(Referring expression pointing data)
----

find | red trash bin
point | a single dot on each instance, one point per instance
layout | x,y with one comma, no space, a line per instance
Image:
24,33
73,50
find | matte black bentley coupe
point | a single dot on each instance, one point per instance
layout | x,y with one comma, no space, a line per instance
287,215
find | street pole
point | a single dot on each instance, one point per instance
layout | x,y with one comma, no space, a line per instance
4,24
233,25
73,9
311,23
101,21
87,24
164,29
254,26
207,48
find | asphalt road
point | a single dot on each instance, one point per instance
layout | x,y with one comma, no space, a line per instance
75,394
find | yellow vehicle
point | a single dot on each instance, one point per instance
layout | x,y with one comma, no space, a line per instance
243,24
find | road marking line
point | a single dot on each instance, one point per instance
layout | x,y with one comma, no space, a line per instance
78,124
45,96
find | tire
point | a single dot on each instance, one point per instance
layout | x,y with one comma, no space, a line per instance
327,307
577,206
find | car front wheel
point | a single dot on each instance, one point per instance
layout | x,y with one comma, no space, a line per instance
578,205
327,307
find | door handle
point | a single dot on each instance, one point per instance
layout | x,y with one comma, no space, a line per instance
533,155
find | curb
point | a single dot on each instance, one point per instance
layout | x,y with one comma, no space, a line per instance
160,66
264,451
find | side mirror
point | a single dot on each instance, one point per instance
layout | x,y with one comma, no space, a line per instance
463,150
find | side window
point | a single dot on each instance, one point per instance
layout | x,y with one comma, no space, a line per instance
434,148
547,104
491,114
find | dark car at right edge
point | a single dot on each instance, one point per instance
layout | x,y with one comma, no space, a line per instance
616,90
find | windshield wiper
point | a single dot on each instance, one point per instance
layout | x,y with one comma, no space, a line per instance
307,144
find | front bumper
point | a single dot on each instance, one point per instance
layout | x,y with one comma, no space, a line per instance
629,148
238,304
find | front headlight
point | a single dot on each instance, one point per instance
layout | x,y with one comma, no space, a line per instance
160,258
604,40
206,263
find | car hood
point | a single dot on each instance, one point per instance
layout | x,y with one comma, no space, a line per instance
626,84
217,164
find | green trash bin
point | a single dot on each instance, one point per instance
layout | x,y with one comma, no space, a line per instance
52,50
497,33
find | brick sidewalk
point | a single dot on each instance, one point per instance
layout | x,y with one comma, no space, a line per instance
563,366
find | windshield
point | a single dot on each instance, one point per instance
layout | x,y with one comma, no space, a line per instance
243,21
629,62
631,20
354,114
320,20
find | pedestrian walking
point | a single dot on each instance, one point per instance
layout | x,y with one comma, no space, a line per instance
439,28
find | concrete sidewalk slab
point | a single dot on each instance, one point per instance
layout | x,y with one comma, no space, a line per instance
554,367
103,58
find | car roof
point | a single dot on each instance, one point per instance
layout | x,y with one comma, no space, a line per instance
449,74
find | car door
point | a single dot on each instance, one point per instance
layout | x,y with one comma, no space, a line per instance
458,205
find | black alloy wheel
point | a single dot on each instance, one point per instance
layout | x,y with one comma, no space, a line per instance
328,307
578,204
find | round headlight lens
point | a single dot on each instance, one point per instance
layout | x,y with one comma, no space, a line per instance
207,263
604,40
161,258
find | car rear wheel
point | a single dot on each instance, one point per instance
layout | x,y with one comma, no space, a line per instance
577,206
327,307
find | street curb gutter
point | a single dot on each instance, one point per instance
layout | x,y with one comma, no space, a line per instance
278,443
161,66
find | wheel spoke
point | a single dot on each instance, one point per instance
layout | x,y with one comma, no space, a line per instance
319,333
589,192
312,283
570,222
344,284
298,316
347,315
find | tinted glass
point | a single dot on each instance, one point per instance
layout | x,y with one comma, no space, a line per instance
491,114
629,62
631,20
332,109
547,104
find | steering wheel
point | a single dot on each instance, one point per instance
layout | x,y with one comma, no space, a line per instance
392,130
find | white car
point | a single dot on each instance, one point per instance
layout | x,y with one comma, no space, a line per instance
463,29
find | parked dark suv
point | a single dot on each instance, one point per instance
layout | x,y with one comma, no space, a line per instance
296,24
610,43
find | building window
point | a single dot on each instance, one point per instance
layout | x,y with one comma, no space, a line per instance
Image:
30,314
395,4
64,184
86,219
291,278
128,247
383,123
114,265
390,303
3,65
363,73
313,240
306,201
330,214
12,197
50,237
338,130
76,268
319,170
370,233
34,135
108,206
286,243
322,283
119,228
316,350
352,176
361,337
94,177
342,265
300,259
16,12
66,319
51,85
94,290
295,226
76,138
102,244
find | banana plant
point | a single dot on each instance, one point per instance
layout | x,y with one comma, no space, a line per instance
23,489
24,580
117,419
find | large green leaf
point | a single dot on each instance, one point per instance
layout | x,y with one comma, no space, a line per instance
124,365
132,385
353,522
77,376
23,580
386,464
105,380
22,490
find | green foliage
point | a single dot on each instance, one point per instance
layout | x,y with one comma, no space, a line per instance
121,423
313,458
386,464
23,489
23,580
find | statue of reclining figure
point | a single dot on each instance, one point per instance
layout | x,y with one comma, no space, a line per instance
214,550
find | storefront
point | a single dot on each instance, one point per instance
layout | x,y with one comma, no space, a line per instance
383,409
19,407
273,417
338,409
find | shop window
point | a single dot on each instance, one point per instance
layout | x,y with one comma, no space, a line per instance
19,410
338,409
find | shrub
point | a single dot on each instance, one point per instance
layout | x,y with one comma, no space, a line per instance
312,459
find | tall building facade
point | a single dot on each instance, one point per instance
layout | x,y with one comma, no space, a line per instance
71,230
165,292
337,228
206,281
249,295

----

EXERCISE REQUIREMENTS:
All of the records above are to be printed again exactly as they appear.

TASK SOLUTION:
find | red trash bin
point | a single dot on each instance, one point per instance
layout | x,y with one comma, no space, a line per instance
Image:
24,33
73,50
find | matte black bentley coupe
point | a single dot on each instance, one point per instance
layout | x,y with one comma, no space, a line per instance
287,215
find | street pole
point | a single dot on each instance, one point per instance
layout | x,y with one comma, no space, a line per instance
4,24
233,25
73,9
311,23
101,21
87,24
164,29
254,26
207,48
find | asphalt road
point | a single dot on each instance, one point per instance
layout | x,y with one comma, no space, a line per instance
75,394
find | yellow vehicle
point | a single dot on each instance, one point per instance
layout | x,y with one comma, no space, a line per instance
243,24
find | road marking line
point | a single dot on each instance, one point per instance
layout | x,y with one comma, no space, a line per instance
78,124
45,96
find | tire
point | a single dot on each instance, one point per instance
layout | x,y with one comma, no space, a line per instance
327,307
577,206
find | car front wheel
point | a single dot on each instance, one point per instance
layout | x,y with one comma, no space, a line per instance
578,205
327,307
find | door handle
point | a single dot on each instance, one point per instance
layout | x,y with one comma, no space, a line per instance
533,155
find | curb
point | a single dot on each instance, one point per instance
layout | x,y with one comma, no space, a line per instance
160,66
264,451
find | side mirror
point | a single dot on each instance, one point per instance
layout | x,y with one comma, no space, a line per instance
463,150
find | side window
point | a single dot on each instance, one point per instance
layout | x,y with one comma, no space, a line per instance
434,148
547,104
491,114
find | dark car at right edge
point | a single dot on each instance, one point per instance
layout | x,y with one comma, no space, a line per instance
616,90
find | windshield wiper
point | a single dot on each instance, one point per instance
layout | x,y with one comma, no space, a line per instance
307,144
find | front bumper
point | a single dot on each instance, one point per instance
layout | x,y with one comma, no space, a line per instance
629,148
238,304
find | front headlight
point | a single dot on each instance, one point per instance
layout | x,y with one comma, no space, a line per instance
160,258
604,40
206,263
find | car hood
point | a single dot on each instance, one point per instance
layout | x,y with one comma, no space, a line per instance
626,84
217,164
find | green trash bin
point | a single dot on each instance, one point per instance
layout | x,y with one comma, no space, a line per instance
52,50
497,33
find | brick sidewalk
point | a single dot on each instance, one point per instance
layout | x,y with one comma, no space, a line per instance
563,366
find | windshield
point | a single dot on each instance, one point per instance
layout | x,y with one comma, no space, a line per instance
243,21
629,62
631,20
354,114
320,20
find | pedestrian walking
point | a single dot on each instance, one point per instance
layout | x,y with one comma, no space, a line per instance
439,28
find | concrete sidewalk slab
point | a single dot on each instance, one point per instance
layout | x,y with one comma, no space, a line per instance
554,367
103,58
find | car roof
point | a single dot on each instance, one point per instance
layout | x,y with one comma, no space, a line per instance
449,74
find | car door
point | a single dot on each instance, one point per instance
layout | x,y with one comma, no space, a line per instance
458,205
find | black alloy wheel
point | a single dot on each instance, one point per instance
layout | x,y with one comma, no space, a line per instance
328,307
578,204
find | round headlight lens
point | a single dot on each instance, one point per instance
layout | x,y with one comma, no space, a line per instance
207,263
604,40
161,258
find | car rear wheel
point | a single dot on each instance, one point per instance
layout | x,y with one comma, no space, a line per instance
577,206
327,307
find | street curb gutter
point | a single dot on each instance, one point per instance
layout | x,y with one comma, no space, a line per instance
278,443
161,66
find | wheel spoke
point | a single dot on each instance, one point per instance
layout | x,y with one comma, no space, a line per instance
319,333
589,192
312,283
570,222
344,284
298,316
347,315
find | tinted glass
point | a single dot on each instance, one point per instance
layout | x,y with one comma, no space, a line per instance
491,114
629,62
631,20
332,109
547,104
find | steering wheel
point | a single dot on each instance, one point per instance
layout | x,y with one comma, no space, a line per instance
392,130
find | white car
point | a single dot on each instance, one point per instance
layout | x,y with one comma, no space, a line per instance
463,29
find | parked dark suv
point | a single dot on each instance, one point per instance
layout | x,y with one comma, no space, a line per instance
296,24
610,43
find | building window
point | a single dot on each instance, one point per instance
layout | x,y with one comma, no space, a line per instance
Image:
30,314
395,4
64,184
86,219
291,278
128,247
383,123
114,265
390,303
3,65
363,73
313,240
306,201
330,214
12,197
50,237
338,130
76,268
319,170
370,233
34,135
108,206
286,243
322,283
119,228
316,350
352,176
361,337
94,177
342,265
300,259
16,12
66,319
51,85
94,290
295,226
76,138
102,244
find | banana plant
point | a single dot on each instance, one point per instance
layout | x,y with one comma, no space, a line per instance
23,489
24,580
117,419
find | large green leaf
point | a single dot on each instance, one point per instance
layout | x,y with one comma, no space, a line per instance
124,365
132,385
353,522
77,376
23,580
386,464
105,380
22,490
find | green foliage
point | a single dot on each instance, one point per instance
layout | x,y with one comma, no space, a line per instance
121,423
313,458
386,464
23,489
23,580
find | statue of reclining figure
point | a single dot on each instance, one point per instance
layout | x,y with one comma, no space, a line per instance
214,550
find | storefront
point | a single dot on each instance, one point per instance
layout | x,y with one comma, no space, a line per instance
383,409
19,407
273,417
338,409
find | shop window
point | a single dot on each instance, one point per instance
layout | x,y with one comma, no space, a line per instance
19,410
338,409
find | shrub
point | a single dot on each instance, one point per instance
layout | x,y with one comma, no space, a line per instance
312,459
find | tall building facade
point | a single dot on each instance, one point per instance
layout | x,y with one comma, no space, a line per instance
71,230
165,292
337,228
206,281
249,295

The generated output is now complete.